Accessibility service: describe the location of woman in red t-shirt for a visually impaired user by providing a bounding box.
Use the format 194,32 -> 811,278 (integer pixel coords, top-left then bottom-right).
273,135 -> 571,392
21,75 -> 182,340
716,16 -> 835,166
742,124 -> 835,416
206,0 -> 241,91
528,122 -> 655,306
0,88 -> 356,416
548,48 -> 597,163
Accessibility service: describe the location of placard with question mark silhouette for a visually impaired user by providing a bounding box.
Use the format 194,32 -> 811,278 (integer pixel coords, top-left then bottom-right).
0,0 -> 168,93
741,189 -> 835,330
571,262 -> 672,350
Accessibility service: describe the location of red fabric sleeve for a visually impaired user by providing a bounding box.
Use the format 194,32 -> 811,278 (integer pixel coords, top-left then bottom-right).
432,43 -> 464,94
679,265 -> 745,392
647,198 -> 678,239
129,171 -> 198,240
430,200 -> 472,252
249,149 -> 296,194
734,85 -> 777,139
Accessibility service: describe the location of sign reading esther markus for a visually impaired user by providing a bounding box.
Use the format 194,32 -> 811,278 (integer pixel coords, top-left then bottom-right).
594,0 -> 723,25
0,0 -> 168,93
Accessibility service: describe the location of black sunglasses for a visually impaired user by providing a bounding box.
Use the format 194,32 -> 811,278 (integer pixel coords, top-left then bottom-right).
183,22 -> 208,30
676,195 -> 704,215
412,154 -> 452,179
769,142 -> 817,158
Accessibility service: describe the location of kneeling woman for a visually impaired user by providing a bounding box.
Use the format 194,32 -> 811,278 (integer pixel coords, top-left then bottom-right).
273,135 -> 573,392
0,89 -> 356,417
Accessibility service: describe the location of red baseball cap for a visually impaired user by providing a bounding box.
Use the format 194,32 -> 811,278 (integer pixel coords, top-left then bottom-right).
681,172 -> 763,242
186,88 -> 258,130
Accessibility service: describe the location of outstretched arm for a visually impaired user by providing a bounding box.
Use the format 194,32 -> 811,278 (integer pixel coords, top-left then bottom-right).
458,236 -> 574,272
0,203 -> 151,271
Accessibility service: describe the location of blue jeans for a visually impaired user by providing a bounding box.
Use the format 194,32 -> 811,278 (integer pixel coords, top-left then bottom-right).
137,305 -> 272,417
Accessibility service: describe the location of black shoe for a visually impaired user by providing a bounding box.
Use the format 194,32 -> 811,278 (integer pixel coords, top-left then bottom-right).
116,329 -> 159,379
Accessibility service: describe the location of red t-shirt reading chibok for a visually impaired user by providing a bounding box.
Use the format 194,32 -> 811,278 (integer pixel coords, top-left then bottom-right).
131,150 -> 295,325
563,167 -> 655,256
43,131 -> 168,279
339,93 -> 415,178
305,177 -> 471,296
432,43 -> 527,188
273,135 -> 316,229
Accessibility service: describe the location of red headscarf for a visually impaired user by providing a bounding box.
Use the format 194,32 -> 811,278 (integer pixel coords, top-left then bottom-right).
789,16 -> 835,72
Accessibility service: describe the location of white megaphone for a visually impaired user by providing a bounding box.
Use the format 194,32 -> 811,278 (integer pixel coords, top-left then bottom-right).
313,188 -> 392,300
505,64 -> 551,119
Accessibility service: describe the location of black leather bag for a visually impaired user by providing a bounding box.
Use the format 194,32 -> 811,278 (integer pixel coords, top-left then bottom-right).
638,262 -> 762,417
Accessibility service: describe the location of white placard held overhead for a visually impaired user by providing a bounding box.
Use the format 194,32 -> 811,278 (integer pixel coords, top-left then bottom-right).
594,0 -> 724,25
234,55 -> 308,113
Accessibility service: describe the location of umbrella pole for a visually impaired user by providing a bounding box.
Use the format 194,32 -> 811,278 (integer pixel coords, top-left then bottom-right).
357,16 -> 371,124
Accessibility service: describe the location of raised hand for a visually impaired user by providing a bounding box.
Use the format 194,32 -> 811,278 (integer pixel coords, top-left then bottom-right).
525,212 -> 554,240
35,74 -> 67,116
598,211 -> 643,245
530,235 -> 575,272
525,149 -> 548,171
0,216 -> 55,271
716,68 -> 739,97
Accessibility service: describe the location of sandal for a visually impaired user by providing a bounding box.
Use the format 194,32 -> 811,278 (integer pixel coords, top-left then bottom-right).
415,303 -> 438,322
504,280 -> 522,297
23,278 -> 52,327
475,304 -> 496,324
...
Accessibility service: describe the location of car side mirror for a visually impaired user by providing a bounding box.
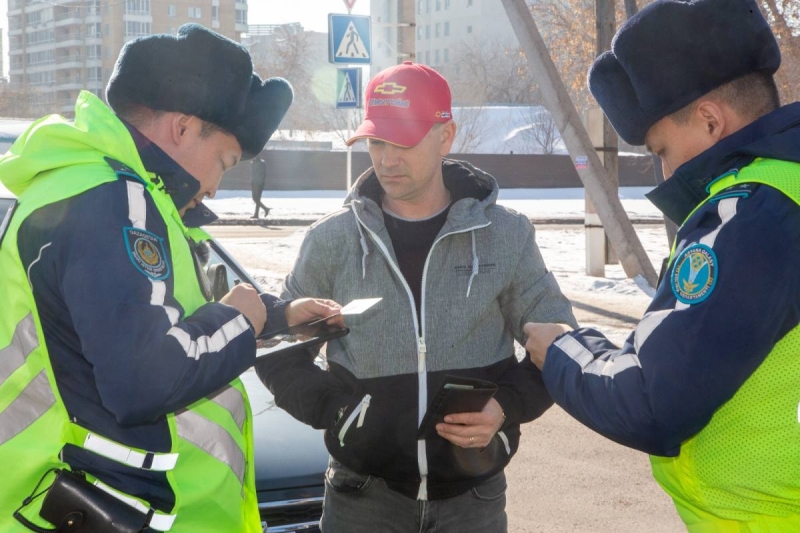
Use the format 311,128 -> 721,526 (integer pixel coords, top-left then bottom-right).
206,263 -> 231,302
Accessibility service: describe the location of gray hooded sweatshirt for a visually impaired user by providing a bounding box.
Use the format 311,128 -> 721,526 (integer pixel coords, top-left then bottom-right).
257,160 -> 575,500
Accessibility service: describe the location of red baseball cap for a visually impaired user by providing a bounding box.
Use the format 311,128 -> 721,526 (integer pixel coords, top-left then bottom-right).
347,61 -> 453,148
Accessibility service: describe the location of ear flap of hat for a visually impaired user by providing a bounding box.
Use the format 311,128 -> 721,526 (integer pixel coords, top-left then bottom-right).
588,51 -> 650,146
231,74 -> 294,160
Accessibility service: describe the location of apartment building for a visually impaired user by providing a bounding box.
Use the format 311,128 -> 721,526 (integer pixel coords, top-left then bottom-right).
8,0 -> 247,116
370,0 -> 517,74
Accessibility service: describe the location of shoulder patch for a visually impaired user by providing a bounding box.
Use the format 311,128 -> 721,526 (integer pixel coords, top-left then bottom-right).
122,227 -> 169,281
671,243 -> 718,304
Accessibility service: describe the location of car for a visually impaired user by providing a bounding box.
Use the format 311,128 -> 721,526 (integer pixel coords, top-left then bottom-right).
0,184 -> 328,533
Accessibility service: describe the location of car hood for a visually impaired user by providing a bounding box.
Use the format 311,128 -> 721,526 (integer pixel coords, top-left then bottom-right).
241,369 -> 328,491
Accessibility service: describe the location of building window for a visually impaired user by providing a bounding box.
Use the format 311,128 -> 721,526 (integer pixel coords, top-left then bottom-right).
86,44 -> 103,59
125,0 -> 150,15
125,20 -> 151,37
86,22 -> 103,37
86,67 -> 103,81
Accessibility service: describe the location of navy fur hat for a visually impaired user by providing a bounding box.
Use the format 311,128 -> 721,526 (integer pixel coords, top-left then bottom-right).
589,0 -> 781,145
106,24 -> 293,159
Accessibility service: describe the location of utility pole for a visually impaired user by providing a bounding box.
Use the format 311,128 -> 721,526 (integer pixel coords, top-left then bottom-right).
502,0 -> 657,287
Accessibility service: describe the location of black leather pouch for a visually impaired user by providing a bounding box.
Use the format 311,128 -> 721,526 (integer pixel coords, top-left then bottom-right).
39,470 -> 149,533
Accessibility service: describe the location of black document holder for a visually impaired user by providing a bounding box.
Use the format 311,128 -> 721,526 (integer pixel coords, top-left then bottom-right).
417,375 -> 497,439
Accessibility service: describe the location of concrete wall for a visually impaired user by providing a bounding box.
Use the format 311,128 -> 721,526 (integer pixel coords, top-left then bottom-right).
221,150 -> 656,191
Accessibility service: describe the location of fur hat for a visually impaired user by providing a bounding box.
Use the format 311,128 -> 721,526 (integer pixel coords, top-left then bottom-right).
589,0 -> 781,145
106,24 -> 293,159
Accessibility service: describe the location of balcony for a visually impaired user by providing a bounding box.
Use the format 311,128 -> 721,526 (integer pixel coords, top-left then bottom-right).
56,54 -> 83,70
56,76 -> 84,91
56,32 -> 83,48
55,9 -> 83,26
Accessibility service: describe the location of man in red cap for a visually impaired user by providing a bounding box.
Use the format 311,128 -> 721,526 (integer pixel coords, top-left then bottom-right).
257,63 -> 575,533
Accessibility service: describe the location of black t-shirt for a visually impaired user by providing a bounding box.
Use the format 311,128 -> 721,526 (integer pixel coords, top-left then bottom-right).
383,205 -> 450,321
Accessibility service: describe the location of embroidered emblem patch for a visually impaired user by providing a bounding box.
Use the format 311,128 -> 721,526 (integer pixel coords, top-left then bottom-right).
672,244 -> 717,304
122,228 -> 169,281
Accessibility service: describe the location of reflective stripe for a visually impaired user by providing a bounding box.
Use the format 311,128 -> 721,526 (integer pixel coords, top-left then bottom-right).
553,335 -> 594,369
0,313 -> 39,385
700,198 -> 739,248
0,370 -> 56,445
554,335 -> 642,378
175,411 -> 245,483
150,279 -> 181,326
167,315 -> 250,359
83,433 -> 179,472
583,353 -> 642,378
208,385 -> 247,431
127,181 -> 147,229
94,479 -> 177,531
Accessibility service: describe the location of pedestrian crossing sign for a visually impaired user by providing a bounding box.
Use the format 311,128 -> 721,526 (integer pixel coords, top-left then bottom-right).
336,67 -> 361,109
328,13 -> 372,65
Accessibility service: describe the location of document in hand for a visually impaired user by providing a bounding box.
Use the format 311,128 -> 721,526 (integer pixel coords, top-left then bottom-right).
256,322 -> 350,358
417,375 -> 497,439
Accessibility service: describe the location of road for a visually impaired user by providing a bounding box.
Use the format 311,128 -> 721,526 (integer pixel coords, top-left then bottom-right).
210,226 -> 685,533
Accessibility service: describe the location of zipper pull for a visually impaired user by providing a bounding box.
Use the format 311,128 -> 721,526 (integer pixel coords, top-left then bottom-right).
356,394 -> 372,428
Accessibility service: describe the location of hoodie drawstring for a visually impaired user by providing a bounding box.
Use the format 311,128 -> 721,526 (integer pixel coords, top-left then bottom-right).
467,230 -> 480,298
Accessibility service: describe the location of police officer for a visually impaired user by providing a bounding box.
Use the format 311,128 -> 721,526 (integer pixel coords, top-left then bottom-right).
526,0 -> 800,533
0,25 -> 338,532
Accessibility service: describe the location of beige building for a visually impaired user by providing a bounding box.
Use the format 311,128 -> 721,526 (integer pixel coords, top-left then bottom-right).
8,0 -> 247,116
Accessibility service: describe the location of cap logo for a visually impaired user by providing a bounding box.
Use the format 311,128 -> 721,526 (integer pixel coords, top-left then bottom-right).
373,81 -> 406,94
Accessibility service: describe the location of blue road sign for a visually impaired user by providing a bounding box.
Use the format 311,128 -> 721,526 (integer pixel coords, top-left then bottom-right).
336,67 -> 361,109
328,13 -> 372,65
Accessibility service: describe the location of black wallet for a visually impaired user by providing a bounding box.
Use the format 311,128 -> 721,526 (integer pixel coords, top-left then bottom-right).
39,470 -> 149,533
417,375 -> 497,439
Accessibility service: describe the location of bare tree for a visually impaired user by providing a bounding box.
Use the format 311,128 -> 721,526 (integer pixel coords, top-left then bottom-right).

_Short exercise_: Reproduce everything from the line containing "Accessibility service: describe the location of man" down to the line containing "356,394 -> 372,428", requests included, and output only those lines. Multiply each bounding-box coordinate in the answers by 1.15 and round to the nearest whole number, with halves rounding up, but leave the requests and their format samples unchanged.

_Output of the task_:
Accessibility service: describe the location of man in red cap for a visually impaired user by providing a bounding box.
Use the format 311,128 -> 721,526 (integer pixel coords, top-left then bottom-right).
296,72 -> 661,613
Accessibility service: describe the location of black t-shirt for a visually impaired user by providing a bounding box.
Use the format 311,128 -> 721,526 (integer pixel coords, top-left then bottom-right).
440,236 -> 518,369
Accessibility service: describe the location of embroidered emblem patch for a visually impaired user by providing a bounding box.
Use the format 311,128 -> 721,526 (integer pixel coords, top-left then bottom-right).
773,281 -> 825,350
140,262 -> 194,323
Accessibility service: describe the location of reflective stripe for a visually impaired user by providing a bounding box.
Use the format 311,128 -> 721,526 (integer pixel coords, top-left then bottom-right).
636,385 -> 683,424
0,360 -> 45,443
805,228 -> 850,285
0,426 -> 64,512
637,385 -> 738,435
201,473 -> 282,555
173,321 -> 208,375
192,362 -> 288,413
95,498 -> 206,543
670,406 -> 738,435
239,443 -> 284,496
146,208 -> 169,263
108,551 -> 204,611
Accessibility service: describe the location of pedestrian crossing sign for a visually impaired user by providing a bounding box.
Use the format 311,128 -> 721,526 (integer pixel coords, top-left then bottom-right).
386,77 -> 415,125
377,15 -> 428,75
Accessibility service: describe the location of document in hand for a visually impaired user by providing a bounding box.
Use the format 311,128 -> 721,526 (integer pixel coords, top-left then bottom-right).
294,370 -> 403,412
480,431 -> 572,505
Accessibility service: describe the location of road for a visually impaired user by providing a bounding box.
Use the format 311,128 -> 721,526 (integer pixel coords, top-left then bottom-right).
242,260 -> 788,613
Accessibility service: describe the location of zipper pull for a visually impaired user by providing a bounding box.
Use the format 311,128 -> 721,526 (integer pixel coords, top-left then bottom-right).
409,453 -> 428,492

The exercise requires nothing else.